## Objective
Can you reproduce the entries below with "white hair" substituted for every occurrence of "gray hair", changing nothing else and omitting the pictures?

[begin Records for processing]

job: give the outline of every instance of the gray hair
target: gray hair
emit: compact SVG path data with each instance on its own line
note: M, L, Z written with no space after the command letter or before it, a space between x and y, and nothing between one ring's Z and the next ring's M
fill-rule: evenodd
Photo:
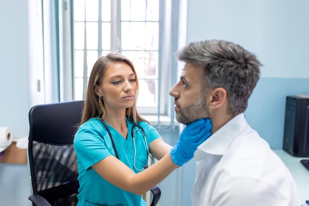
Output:
M262 66L255 54L233 42L212 40L189 43L176 55L181 61L203 67L204 92L218 87L227 91L232 115L245 111Z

[end Records for processing]

## Complete response
job: give the outline of every instance of the white hair
target: white hair
emit: compact SVG path data with each instance on its own line
note: M, L, Z written with no space after the command letter or before it, a space between x and y, and nothing between one ring's Z and the next ring's M
fill-rule: evenodd
Photo:
Output:
M262 66L255 54L233 42L212 40L189 43L176 55L181 61L203 67L204 92L218 87L227 91L232 115L245 111Z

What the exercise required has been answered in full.